On March 9, 1918, Hendryx was part of a three-team trade. He was traded to Cincinnati and then immediately from Cincinnati to the St. Louis Browns. He played in 88 of the team’s 122 games (the season was shortened by the World War), and hit for a .279 average. He drove in 33 runs, six of them coming in three-RBI games on July 6 and August 18. Hendryx left the team a few days early to take a position with a shipbuilding plant in Mobile. He may have left unexpectedly early, as John Kieran wrote in the New York Times a couple of decades later. On August 27 New York was hosting the Browns for a doubleheader at the Polo Grounds. Jimmy Burke was the Browns manager and Hendryx had started the first game in center. “But in the seventh inning Jimmy Burke came tearing out of the St. Louis dugout screaming ‘Stop! Stop!’ The pitcher stopped. The game stopped. Jimmy pointed to center field. It was vacant. Tim had disappeared. They didn’t hear of him for months. Finally they got word. He was in the army. While the game was going on, the St. Louis center fielder had gone off to war.”11 The story is questionable. He had been replaced during the first game by Pete Johns, but Johns had three at-bats and Hendryx only one, making it unlikely the change happened in the seventh. There was no mention in the next day’s Times, and the St. Louis Post Dispatch of the 28th said that Hendryx had informed the team that he would leave for an “essential” job at Mobile after the game on that date.12 But it’s a good story.

:::

| Challenges |
A. Condense the paragraph of the Hendryx excerpt that begins "On March 9, 1918" into a short bulleted list that keeps its main facts.
B. Continue the Hendryx excerpt, starting right after its final sentence, "But it's a good story."

| Recorded data |
:::

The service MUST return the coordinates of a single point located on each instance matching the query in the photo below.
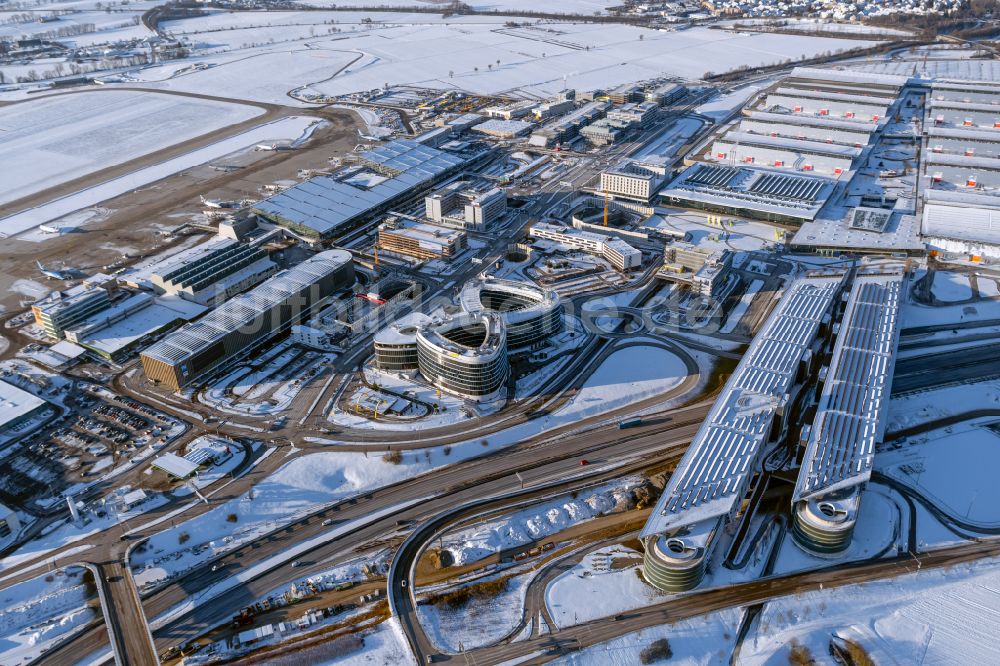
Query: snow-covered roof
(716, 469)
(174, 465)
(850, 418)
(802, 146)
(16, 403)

:::

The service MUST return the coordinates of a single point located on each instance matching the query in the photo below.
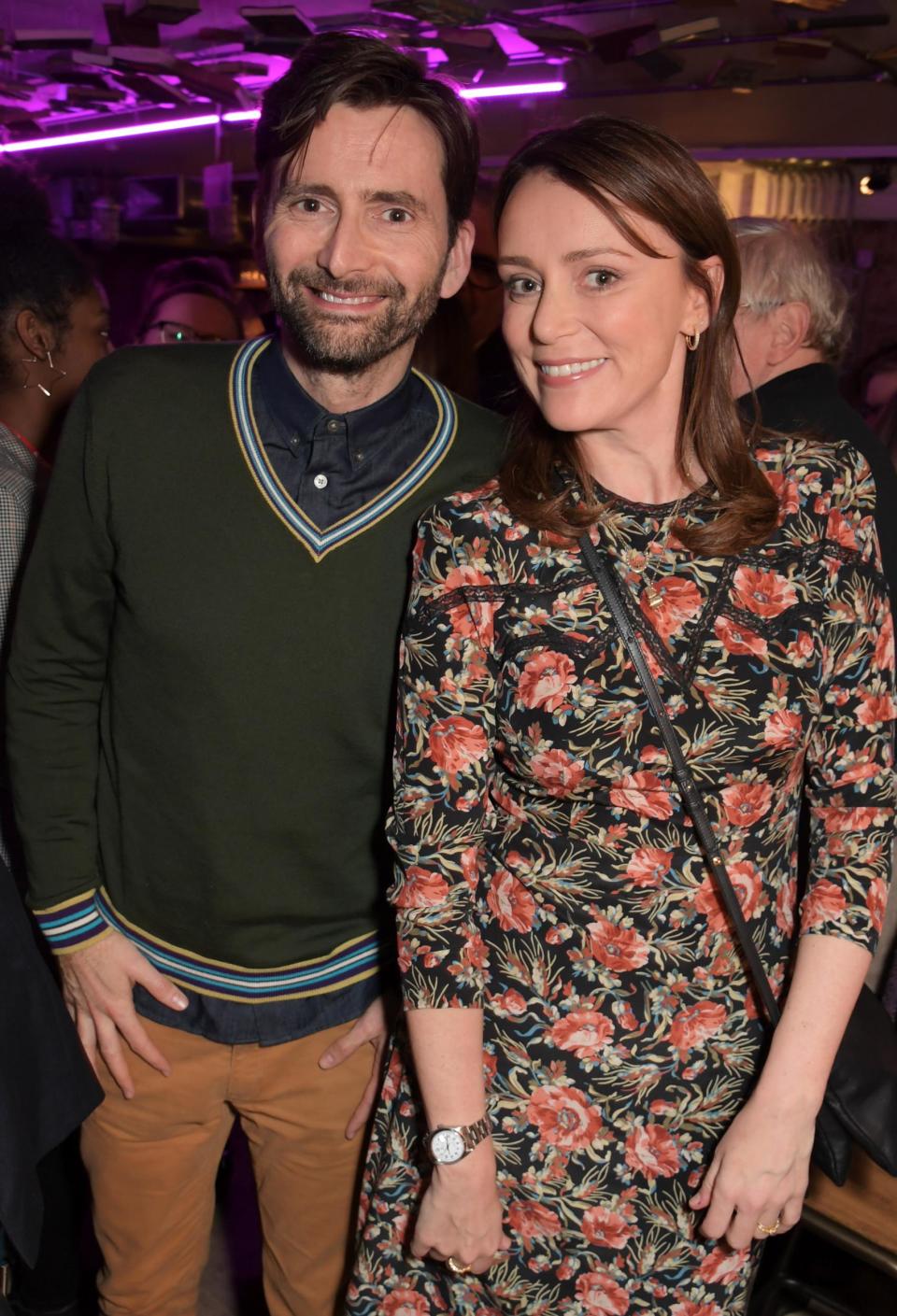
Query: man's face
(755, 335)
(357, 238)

:::

| Task answers |
A.
- On March 9, 1918, Hendryx was part of a three-team trade. He went to Cincinnati and was then immediately sent on to the St. Louis Browns.
- In the war-shortened season, he played 88 of the team's 122 games. He hit .279 with 33 RBIs, six of them in three-RBI games on July 6 and August 18.
- He left the team a few days early to take a job at a shipbuilding plant in Mobile.
- Decades later, John Kieran of the New York Times wrote that Hendryx had vanished from center field in the seventh inning of an August 27 game at the Polo Grounds. According to Kieran, Hendryx was later found to be in the army.
- The story is doubtful:
  - Pete Johns, who replaced him in that game, had three at-bats to Hendryx's one, so the switch was unlikely to have come in the seventh.
  - The next day's Times did not mention the incident.
  - The St. Louis Post Dispatch of the 28th reported that Hendryx had told the team he would leave after that day's game for an "essential" job at Mobile.

B.
On January 22, 1919, the Browns sold Hendryx outright to the Louisville Colonels. He played well, becoming the first hitter in the American Association to reach 100 hits. He hit .368 in 143 games, enough to lead the league by 19 points over the second-place batter.13i He also stole 30 bases.

On March 4, 1920, acting on Hugh Duffy’s recommendation, the Boston Red Sox sent Bill Lamar and cash to Louisville to acquire Hendryx.14 (Future Hall of Famer Duffy was managing Toronto of the International League, and the next season took over the reins of the Red Sox.) They needed another outfielder to take Babe Ruth’s place. Ruth had been sold to the Yankees. The day after he signed with the Red Sox in 1920, the team had received word from Hendryx that his wife had died.15 He reported to camp on March 11, acknowledging that his wife’s illness and death had taken a toll but saying that working hard at baseball could be the tonic he needed.16

And Hendryx did a decent job, hitting .328 and driving in 73 runs – both career highs. He didn’t match Babe Ruth’s stats, but he did lead the Red Sox in both categories. He drove in three or more runs in eight games. In a couple of games, his defense in the outfield earned a newspaper subhead.

The only homers Hendryx hit for the Red Sox were in spring training, though he struggled a bit with lameness in the spring of 1921. He did help out, though; his walkoff single on May 2 beat the Yankees, 2-1. But his hitting wasn’t what it had been just the year before. On June 20 Hendryx suffered a fracture of the little finger on his right hand while fielding. He played in only three more games. On July 30 the Red Sox and Yankees worked out a trade, which resulted in Hendryx going to St. Paul. He’d hit .241 with 22 RBIs in 49 games for the Red Sox, his last games in the big leagues. With St. Paul he played in 54 games and hit .330.

Hendryx was back with St. Paul in 1922, and hit .341 in 108 games. On December 8 his contract was sold to San Francisco.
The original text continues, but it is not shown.